----- INFORMATION PROVIDED -----

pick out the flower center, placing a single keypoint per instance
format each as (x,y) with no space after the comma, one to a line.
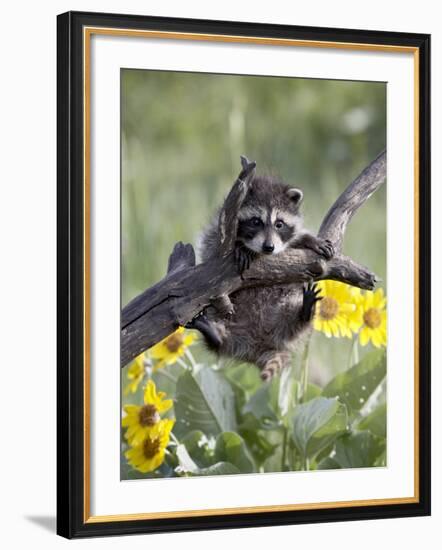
(372,317)
(151,447)
(328,308)
(148,415)
(174,342)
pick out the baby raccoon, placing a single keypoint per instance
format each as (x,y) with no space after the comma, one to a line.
(262,324)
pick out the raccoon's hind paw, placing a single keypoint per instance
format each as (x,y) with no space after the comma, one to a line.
(326,248)
(243,257)
(209,330)
(310,297)
(223,305)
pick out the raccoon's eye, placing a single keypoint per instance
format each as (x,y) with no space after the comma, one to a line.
(256,222)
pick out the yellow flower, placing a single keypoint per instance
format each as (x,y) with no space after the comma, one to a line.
(371,309)
(171,348)
(148,455)
(140,420)
(135,374)
(336,313)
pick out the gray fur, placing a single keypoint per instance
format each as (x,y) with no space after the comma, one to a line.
(263,324)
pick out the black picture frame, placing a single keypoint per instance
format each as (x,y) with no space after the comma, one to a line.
(71,518)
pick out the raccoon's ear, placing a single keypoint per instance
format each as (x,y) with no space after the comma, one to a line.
(295,195)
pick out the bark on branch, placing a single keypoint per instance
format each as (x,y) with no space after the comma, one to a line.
(188,288)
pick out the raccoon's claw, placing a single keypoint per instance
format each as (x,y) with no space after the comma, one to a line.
(311,295)
(243,258)
(325,248)
(207,329)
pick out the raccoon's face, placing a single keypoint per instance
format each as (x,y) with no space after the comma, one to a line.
(269,229)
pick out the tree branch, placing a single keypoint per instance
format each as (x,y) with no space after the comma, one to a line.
(188,288)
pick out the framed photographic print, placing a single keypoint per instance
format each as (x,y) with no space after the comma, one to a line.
(243,274)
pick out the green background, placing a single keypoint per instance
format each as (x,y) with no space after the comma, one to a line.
(183,133)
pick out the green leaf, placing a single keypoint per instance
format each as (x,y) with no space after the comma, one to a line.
(376,421)
(318,423)
(230,447)
(259,444)
(204,402)
(263,404)
(188,466)
(244,376)
(354,386)
(358,450)
(288,388)
(312,391)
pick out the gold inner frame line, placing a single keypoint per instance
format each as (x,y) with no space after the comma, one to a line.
(87,33)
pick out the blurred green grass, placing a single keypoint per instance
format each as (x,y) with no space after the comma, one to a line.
(182,134)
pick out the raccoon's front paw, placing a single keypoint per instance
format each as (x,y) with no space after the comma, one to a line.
(324,247)
(243,257)
(310,297)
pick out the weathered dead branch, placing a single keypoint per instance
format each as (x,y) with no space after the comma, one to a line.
(188,288)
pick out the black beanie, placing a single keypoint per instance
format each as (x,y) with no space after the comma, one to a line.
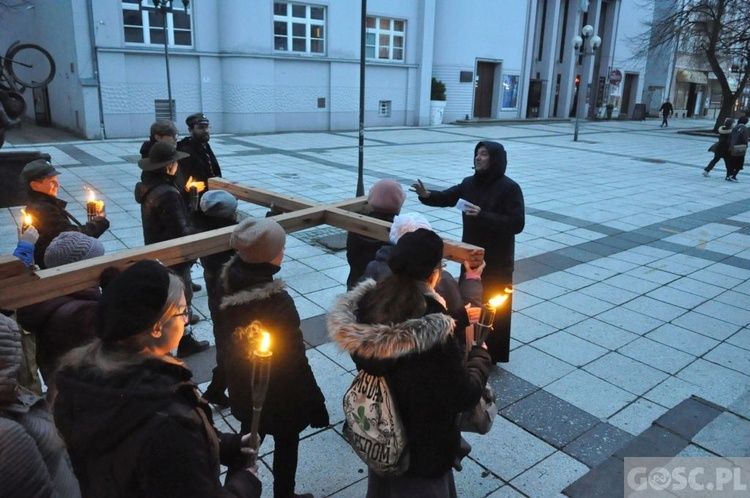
(133,301)
(417,254)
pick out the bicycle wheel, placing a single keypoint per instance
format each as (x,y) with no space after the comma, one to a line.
(30,65)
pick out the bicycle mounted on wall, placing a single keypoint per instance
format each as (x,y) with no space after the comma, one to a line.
(25,65)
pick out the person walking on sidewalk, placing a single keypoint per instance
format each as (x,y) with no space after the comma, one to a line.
(127,409)
(399,328)
(48,212)
(165,217)
(721,148)
(251,295)
(493,214)
(737,140)
(666,110)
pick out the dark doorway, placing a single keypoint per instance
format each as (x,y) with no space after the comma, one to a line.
(535,99)
(626,91)
(484,89)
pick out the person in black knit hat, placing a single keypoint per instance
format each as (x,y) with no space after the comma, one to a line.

-----

> WRITTEN PROBLEM: Omit pictures; set down the rest of the material word for word.

> FULL RESPONSE:
pick out the flower center, placing a single keypoint per instance
format each as (x,y) with no space after the comma, one to a line.
(372,317)
(151,447)
(328,308)
(148,415)
(174,342)
pick out the baby raccoon, placing a single keypoint per instance
format each as (x,y) with no space after the comma, one to a line.
(262,324)
pick out the raccoon's hind paw, placing a single keypoint per instance
format each as (x,y) with no space after the comma, one to a line.
(326,248)
(243,257)
(209,330)
(310,297)
(223,305)
pick out the raccoon's eye, placing a single keypoint per instance
format each as (x,y) with no space after the comma, one to a line.
(256,222)
pick out the yellow flower, placing a single keypoint per instance
format each as (x,y) with no space after the comma, one to a line.
(371,309)
(171,348)
(148,455)
(140,420)
(135,374)
(336,313)
pick out the gray fur, placing a single keypoint per instance
format each as (x,y) with no space after the comma, one to a line.
(263,324)
pick out the black picture frame, placing a single keypoint per instance
format each as (x,y) with no space after the comma, one to a line.
(71,518)
pick out the raccoon's ear, placing a single keypoint per instance
format each as (x,y) with no space after the comma, one to a line.
(295,195)
pick out the bark on branch, placing a single keypoint per instance
format each as (x,y) with no space after the comma, one to a line.
(188,288)
pick out the raccoon's claw, placing a single keypoint per instance
format each as (x,y) with no space after the comma, one to a line.
(311,295)
(243,258)
(325,248)
(207,329)
pick out the raccoon's face, placing a single keypoint per instance
format each as (x,y) with no space after the comma, one to a line.
(269,229)
pick out the tree branch, placing a single keypoint per instance
format each as (x,y) with no space after the comma, one to a line.
(188,288)
pick out the framed photographic print, placing a single keypoint per instance
format each as (x,y) with no space after the comma, one to a line.
(243,274)
pick out the green background, placing a single keypoint per instance
format each as (x,y) with no space after the comma, one to a line.
(183,133)
pick out the green leaf, placing a single keypoint per instance
format each as (x,y) with no space after the comma, one to a line.
(376,421)
(318,423)
(230,447)
(259,444)
(204,402)
(263,404)
(188,466)
(244,376)
(354,386)
(358,450)
(288,388)
(312,391)
pick out the gold inner frame line, placing a single keypoint per instance
format each as (x,y) with no space after the comma, one to a line.
(87,33)
pick out the blurred green grass, placing a single keypoint per instance
format each as (x,y) with no space after the comma, one to a line.
(182,134)
pick out the raccoon's front paw, placing a single keypoint per instance
format each as (x,y) with no space after the comma, one to a line.
(324,247)
(243,257)
(310,297)
pick out the weathered dead branch, placing a single keypoint per instance
format each as (x,y) with no space after the comma, one to a line.
(188,288)
pick out the black beanie, placing a single keypoint per instance
format each as (x,y) with no space after the comma, one to a line.
(133,301)
(417,254)
pick out the bicycle wheel, placing a single keypoint per instance
format each as (x,y) with no space after the comma, one to a line.
(30,65)
pick out the bicycle mounted on wall, placing a single keypoint per instance
format each as (x,y) with no space after the comma, one to a line.
(25,65)
pick out the person walking on sidewalk, placing a single keypoint per instance
format each as (x,y) with no space after the comma, one to a line.
(127,409)
(399,328)
(48,212)
(165,217)
(721,148)
(251,295)
(493,214)
(737,140)
(666,110)
pick out the dark doorway, placing a single keypoint per instance
format each as (x,y) with no space after the comma, one to a line.
(535,99)
(626,91)
(484,89)
pick out the person in black knit hat, placing a single keypoint per instance
format each as (x,y) with no space after the comma, one to a line.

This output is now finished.